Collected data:
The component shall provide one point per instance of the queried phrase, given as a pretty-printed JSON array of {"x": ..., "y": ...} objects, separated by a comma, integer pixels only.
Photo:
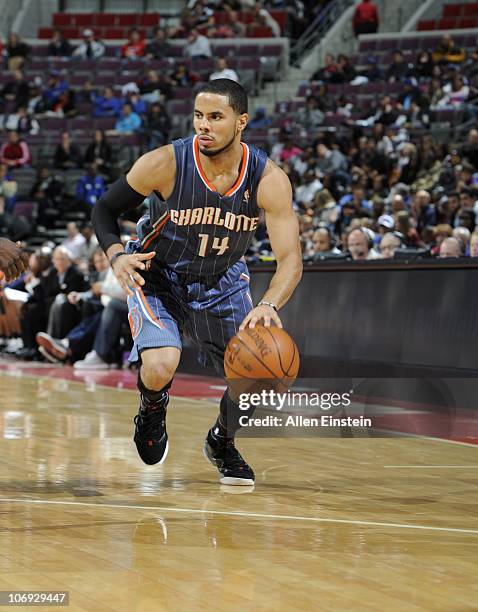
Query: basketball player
[
  {"x": 13, "y": 260},
  {"x": 186, "y": 271}
]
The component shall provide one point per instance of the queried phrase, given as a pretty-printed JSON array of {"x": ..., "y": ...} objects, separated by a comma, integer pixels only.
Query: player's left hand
[{"x": 261, "y": 313}]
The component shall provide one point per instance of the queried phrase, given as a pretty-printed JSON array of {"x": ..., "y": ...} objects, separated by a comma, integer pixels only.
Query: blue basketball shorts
[{"x": 169, "y": 309}]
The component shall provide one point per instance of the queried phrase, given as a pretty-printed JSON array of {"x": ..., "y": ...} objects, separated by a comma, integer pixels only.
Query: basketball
[{"x": 262, "y": 353}]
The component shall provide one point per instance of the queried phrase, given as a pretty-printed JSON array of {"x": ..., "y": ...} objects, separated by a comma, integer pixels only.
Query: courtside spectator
[
  {"x": 198, "y": 46},
  {"x": 135, "y": 47},
  {"x": 16, "y": 51},
  {"x": 15, "y": 153},
  {"x": 90, "y": 48},
  {"x": 450, "y": 247},
  {"x": 365, "y": 19},
  {"x": 223, "y": 72},
  {"x": 67, "y": 153},
  {"x": 59, "y": 46}
]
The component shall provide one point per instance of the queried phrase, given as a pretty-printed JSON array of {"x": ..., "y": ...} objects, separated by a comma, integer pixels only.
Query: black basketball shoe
[
  {"x": 150, "y": 434},
  {"x": 222, "y": 453}
]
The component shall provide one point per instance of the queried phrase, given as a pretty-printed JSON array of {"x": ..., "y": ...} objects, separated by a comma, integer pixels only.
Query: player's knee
[{"x": 159, "y": 367}]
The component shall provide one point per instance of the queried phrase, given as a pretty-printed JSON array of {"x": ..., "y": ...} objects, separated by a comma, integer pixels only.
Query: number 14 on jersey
[{"x": 218, "y": 244}]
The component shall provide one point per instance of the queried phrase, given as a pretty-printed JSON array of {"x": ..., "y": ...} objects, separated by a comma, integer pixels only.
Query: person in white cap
[{"x": 90, "y": 48}]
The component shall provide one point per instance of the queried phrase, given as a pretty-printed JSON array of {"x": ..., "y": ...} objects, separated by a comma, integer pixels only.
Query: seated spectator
[
  {"x": 154, "y": 88},
  {"x": 198, "y": 46},
  {"x": 398, "y": 69},
  {"x": 17, "y": 90},
  {"x": 450, "y": 247},
  {"x": 74, "y": 240},
  {"x": 106, "y": 105},
  {"x": 90, "y": 188},
  {"x": 183, "y": 77},
  {"x": 67, "y": 153},
  {"x": 259, "y": 120},
  {"x": 59, "y": 46},
  {"x": 129, "y": 121},
  {"x": 16, "y": 51},
  {"x": 8, "y": 187},
  {"x": 389, "y": 244},
  {"x": 99, "y": 152},
  {"x": 90, "y": 48},
  {"x": 157, "y": 126},
  {"x": 223, "y": 72},
  {"x": 13, "y": 227},
  {"x": 360, "y": 244},
  {"x": 447, "y": 52},
  {"x": 135, "y": 47},
  {"x": 15, "y": 153},
  {"x": 159, "y": 47},
  {"x": 62, "y": 278},
  {"x": 22, "y": 122},
  {"x": 365, "y": 19}
]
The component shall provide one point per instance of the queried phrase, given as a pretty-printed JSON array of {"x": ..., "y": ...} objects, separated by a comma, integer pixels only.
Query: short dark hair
[{"x": 227, "y": 87}]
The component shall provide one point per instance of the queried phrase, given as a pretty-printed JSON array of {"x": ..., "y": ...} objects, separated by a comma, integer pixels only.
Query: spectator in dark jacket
[{"x": 365, "y": 20}]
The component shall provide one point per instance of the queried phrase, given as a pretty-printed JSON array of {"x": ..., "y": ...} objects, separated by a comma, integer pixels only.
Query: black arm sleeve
[{"x": 119, "y": 198}]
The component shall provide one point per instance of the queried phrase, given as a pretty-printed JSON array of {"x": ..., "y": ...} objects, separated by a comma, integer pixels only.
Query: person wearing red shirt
[
  {"x": 365, "y": 19},
  {"x": 134, "y": 47},
  {"x": 15, "y": 152}
]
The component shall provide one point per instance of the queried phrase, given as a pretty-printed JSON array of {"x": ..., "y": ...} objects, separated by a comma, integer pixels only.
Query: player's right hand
[
  {"x": 13, "y": 260},
  {"x": 125, "y": 269}
]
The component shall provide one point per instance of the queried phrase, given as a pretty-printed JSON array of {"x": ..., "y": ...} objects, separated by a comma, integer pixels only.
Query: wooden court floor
[{"x": 332, "y": 524}]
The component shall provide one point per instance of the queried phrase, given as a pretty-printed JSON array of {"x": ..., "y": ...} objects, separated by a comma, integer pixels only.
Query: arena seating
[{"x": 454, "y": 16}]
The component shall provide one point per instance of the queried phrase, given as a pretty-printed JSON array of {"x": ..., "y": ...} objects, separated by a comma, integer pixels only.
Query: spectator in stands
[
  {"x": 21, "y": 122},
  {"x": 360, "y": 244},
  {"x": 450, "y": 247},
  {"x": 157, "y": 126},
  {"x": 135, "y": 47},
  {"x": 398, "y": 69},
  {"x": 345, "y": 71},
  {"x": 365, "y": 19},
  {"x": 183, "y": 77},
  {"x": 389, "y": 244},
  {"x": 262, "y": 17},
  {"x": 16, "y": 51},
  {"x": 59, "y": 46},
  {"x": 62, "y": 278},
  {"x": 74, "y": 240},
  {"x": 90, "y": 48},
  {"x": 223, "y": 72},
  {"x": 13, "y": 227},
  {"x": 474, "y": 245},
  {"x": 447, "y": 52},
  {"x": 15, "y": 153},
  {"x": 107, "y": 104},
  {"x": 67, "y": 153},
  {"x": 17, "y": 90},
  {"x": 159, "y": 47},
  {"x": 90, "y": 188},
  {"x": 129, "y": 121},
  {"x": 198, "y": 46},
  {"x": 99, "y": 152}
]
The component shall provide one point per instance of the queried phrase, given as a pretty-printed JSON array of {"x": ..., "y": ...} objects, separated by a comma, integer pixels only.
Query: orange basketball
[{"x": 262, "y": 353}]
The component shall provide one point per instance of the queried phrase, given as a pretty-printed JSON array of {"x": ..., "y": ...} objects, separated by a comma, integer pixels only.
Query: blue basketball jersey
[{"x": 197, "y": 231}]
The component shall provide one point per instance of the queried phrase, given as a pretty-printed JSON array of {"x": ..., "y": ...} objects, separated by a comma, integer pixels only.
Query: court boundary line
[{"x": 313, "y": 519}]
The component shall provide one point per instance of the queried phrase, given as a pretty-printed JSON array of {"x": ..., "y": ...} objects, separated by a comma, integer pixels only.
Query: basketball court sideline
[{"x": 332, "y": 524}]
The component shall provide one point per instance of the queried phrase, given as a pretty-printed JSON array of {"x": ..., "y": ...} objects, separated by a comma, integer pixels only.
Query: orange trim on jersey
[
  {"x": 157, "y": 231},
  {"x": 143, "y": 299},
  {"x": 202, "y": 174}
]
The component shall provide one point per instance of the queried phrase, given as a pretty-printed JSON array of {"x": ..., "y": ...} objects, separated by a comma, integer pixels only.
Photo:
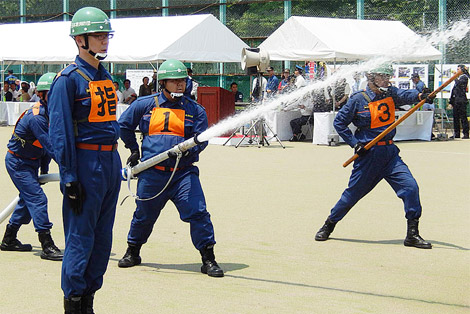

**Goal of the exercise**
How many lines of the material contain the string "person"? Reply with the number alone.

**Answer to the task**
2